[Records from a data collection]

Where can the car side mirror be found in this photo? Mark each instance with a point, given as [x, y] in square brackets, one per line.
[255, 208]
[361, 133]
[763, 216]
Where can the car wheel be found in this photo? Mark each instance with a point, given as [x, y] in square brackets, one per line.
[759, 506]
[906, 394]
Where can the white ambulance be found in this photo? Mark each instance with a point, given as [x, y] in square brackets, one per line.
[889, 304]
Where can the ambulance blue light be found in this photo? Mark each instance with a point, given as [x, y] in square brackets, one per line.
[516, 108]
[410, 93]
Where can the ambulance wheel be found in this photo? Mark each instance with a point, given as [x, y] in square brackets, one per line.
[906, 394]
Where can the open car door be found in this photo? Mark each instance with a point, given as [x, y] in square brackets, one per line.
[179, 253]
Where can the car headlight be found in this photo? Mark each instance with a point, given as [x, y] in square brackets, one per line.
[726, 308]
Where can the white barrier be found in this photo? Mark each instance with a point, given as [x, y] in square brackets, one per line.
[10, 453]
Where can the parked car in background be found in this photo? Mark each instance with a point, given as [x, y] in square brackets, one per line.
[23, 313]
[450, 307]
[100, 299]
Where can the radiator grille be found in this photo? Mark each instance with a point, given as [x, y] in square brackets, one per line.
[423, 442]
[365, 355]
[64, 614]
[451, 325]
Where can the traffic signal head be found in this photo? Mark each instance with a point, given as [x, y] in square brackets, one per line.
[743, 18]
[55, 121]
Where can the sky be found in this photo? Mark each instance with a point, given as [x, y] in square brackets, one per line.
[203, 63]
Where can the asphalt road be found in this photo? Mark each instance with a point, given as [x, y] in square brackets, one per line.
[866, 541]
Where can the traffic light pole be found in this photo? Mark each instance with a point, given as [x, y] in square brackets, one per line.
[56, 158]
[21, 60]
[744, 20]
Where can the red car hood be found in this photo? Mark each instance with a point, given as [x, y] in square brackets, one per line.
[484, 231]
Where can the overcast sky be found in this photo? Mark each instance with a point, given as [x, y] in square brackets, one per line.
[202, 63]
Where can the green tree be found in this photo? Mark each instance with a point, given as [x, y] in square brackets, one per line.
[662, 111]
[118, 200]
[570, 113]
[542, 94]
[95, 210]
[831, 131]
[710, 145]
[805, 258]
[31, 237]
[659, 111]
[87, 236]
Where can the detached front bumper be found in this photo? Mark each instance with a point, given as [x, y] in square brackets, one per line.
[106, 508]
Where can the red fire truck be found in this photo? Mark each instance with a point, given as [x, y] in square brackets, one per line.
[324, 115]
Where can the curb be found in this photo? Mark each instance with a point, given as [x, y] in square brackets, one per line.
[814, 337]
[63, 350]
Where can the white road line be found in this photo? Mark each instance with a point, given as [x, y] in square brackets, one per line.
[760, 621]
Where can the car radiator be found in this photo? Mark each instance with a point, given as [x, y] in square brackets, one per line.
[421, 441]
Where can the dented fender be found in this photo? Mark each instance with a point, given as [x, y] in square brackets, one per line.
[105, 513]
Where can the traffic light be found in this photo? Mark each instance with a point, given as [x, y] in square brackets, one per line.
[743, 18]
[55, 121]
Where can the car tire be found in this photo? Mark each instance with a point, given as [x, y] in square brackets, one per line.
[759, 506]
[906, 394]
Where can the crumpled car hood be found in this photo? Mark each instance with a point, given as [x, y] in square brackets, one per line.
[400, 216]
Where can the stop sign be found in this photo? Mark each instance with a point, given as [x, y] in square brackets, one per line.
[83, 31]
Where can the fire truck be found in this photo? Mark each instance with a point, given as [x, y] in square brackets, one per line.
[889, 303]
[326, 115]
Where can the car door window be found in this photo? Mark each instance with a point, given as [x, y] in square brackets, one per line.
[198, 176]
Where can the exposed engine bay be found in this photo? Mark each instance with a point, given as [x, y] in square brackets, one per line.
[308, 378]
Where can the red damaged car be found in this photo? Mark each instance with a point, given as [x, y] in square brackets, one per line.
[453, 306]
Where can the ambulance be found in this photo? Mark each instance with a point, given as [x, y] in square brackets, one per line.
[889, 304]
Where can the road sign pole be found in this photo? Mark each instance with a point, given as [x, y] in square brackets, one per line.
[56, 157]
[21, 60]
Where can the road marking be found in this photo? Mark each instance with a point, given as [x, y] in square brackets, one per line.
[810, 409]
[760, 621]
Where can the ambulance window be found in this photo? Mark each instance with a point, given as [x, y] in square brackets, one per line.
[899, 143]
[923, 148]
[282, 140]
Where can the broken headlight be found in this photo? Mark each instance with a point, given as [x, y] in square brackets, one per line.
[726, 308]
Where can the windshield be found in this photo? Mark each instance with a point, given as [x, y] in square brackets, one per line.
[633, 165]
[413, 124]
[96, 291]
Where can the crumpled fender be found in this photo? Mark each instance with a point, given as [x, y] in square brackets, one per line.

**WHAT THIS TASK INVOLVES:** The required output is the lines from the one holding "Where can the broken" through the last line of the entries above, copied exactly.

**ANSWER SECTION:**
Where can the broken headlight be found in this photo? Mark each instance with a point, given as [x, y] in square brackets, one per line.
[726, 308]
Where can the windshield be found in this photo? Mark each instance with a point, given as [x, y] in square brackets, one per line.
[633, 165]
[413, 124]
[96, 291]
Where can the crumpled fender be found in this photo? Mark each instance with a point, given as [x, y] in square brackets, one per line.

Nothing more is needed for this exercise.